Put real numbers on it. Suppose a mainboard IPO has a lot of 18 shares at a price band topping out at Rs 555, so one retail lot costs Rs 9,990, and you, an NRI, decide to "go big" and apply for the maximum retail size of about Rs 2,00,000, which is roughly 20 lots. The retail tranche ends up 15 times oversubscribed. Because allotment is a single-lot lottery, your 20-lot application gives you exactly the same probability of getting your one allotted lot as a neighbour who blocked only Rs 9,990. You blocked Rs 2,00,000 of NRE money for a week, earned nothing on it, and if you win you receive one lot worth Rs 9,990; the other Rs 1,90,010 is released back. Had you instead applied for one lot each across two family members' demats, you would have doubled your tickets in the draw for the same Rs 19,980 of blocked capital. The lesson is that in oversubscribed retail issues, more cheque is not more shares; more PANs is.

This is also why the largest, most-hyped IPOs are the worst place to deploy size as a retail NRI: the more oversubscribed, the lower your per-application odds, and the smaller the allotment you can win. Size belongs in the HNI category, which is a different risk calculation entirely and where interest-cost and leverage math, not lottery odds, dominate.

The tax on listing gains is 20%, and it is taken before the money reaches you

Most people chasing IPOs are chasing the listing pop, the gap between issue price and the first-day close, which they intend to sell into within days. That instinct collides with the tax code in a way the grey-market forwards never mention.

A sale within 12 months of acquisition is a short-term capital gain on listed equity. After the Finance (No. 2) Act 2024, for transfers on or after 23 July 2024, the Section 111A rate rose from 15% to 20%, plus surcharge and 4% cess. Crucially, there is no annual exemption on short-term gains; the Rs 1.25 lakh shelter applies only to long-term equity gains. So every rupee of your listing pop, if you flip, is taxed at 20% from the first rupee. Hold beyond 12 months and it converts to a long-term gain at 12.5% above the Rs 1.25 lakh annual threshold, the regime covered in detail in the capital gains guide.

For an NRI there is a second wrinkle residents do not face on the same trade: collection at source. When an NRI sells listed shares, the broker or depository deducts TDS under Section 195 read with 115AD, at 20% on short-term gains and 12.5% on long-term, plus surcharge and cess, so your sale proceeds arrive net of tax. You do not write a cheque to the government later for the basic liability; you reconcile it, and claim any refund or treaty position, when you file your ITR. The cash-flow effect is that the headline pop overstates what lands in your account.

Walk through a realistic flip. You are a UK-resident NRI, you apply on the repatriable basis from your NRE account, and you are allotted one lot of 18 shares at Rs 555, a cost of Rs 9,990. The stock lists with the kind of pop everyone celebrates, and you sell on day one at Rs 720 a share, total Rs 12,960. Ignore the few rupees of brokerage and STT for clarity. Your gain is Rs 12,960 minus Rs 9,990 = Rs 2,970, a tidy 30% in a week on paper.
* * * *
Short task 1: In the IPO text, what Section 111A rate applies to short-term capital gains on transfers made on or after 23 July 2024?

Given records:
* * * *
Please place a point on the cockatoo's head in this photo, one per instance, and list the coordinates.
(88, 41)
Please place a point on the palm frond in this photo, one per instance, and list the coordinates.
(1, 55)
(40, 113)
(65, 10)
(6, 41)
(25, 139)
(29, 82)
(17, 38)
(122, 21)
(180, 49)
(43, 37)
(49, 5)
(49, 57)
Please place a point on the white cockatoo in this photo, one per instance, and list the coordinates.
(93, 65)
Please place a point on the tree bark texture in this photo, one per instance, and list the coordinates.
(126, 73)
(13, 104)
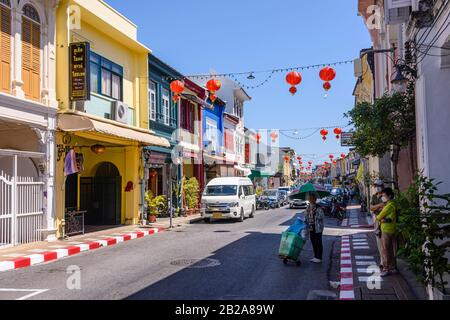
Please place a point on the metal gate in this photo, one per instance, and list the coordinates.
(21, 207)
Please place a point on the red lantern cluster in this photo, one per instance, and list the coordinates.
(274, 136)
(213, 86)
(338, 132)
(324, 133)
(258, 138)
(177, 88)
(294, 78)
(327, 74)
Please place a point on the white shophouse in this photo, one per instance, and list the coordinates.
(27, 120)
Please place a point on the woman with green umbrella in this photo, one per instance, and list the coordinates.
(314, 215)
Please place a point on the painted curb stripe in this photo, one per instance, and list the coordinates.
(47, 256)
(22, 262)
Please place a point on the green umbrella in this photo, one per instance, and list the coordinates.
(308, 188)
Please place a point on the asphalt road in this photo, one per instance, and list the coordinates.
(232, 260)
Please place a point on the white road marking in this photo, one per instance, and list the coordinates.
(33, 292)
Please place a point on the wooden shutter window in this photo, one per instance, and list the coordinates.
(5, 49)
(31, 45)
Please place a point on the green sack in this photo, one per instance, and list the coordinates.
(291, 245)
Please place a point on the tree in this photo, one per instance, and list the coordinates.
(388, 125)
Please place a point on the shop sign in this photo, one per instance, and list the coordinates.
(79, 81)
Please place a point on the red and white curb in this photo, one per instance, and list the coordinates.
(53, 255)
(346, 272)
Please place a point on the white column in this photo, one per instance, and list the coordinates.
(17, 70)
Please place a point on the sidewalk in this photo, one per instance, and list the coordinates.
(42, 252)
(358, 259)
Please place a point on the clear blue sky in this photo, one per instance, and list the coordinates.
(245, 35)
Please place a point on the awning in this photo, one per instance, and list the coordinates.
(245, 171)
(189, 146)
(76, 123)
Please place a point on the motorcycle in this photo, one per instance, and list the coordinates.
(262, 203)
(337, 210)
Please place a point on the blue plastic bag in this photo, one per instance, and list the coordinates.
(297, 227)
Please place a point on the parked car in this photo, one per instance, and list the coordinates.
(229, 198)
(274, 195)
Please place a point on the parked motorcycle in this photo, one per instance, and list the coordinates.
(262, 203)
(338, 211)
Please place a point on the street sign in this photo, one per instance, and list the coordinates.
(79, 75)
(346, 139)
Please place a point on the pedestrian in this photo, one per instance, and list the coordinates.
(376, 205)
(314, 217)
(388, 219)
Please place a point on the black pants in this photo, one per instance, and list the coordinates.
(316, 241)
* * * *
Short task 2: Rewrite the entries from the line containing "Please place a point on the motorcycle" through the end of the entries, swapping "list the coordinates" for "report the coordinates" and leaving everything else unchanged. Give only those lines.

Exercise solution 1: 20%, plus surcharge and 4% cess.

Exercise solution 2:
Please place a point on the motorcycle in this photo, one per instance, and report the coordinates.
(262, 203)
(337, 210)
Please place a point on the blue plastic bag in this photo, one per instance, and report the coordinates.
(297, 227)
Please place a point on the parked car in this photo, one per instance, and report the coordinates.
(229, 198)
(274, 195)
Please place a point on the parked motorcycle in this photo, one per instance, and report the coordinates.
(262, 203)
(338, 211)
Please place a point on the street sign in this photo, one per instance, and report the coordinates.
(79, 75)
(346, 139)
Please place a point on the pedestrian in this photo, one per instance, and report the coordinates.
(376, 205)
(314, 217)
(388, 219)
Please place a point on the black pants in this photo, one per instance, and report the coordinates.
(316, 241)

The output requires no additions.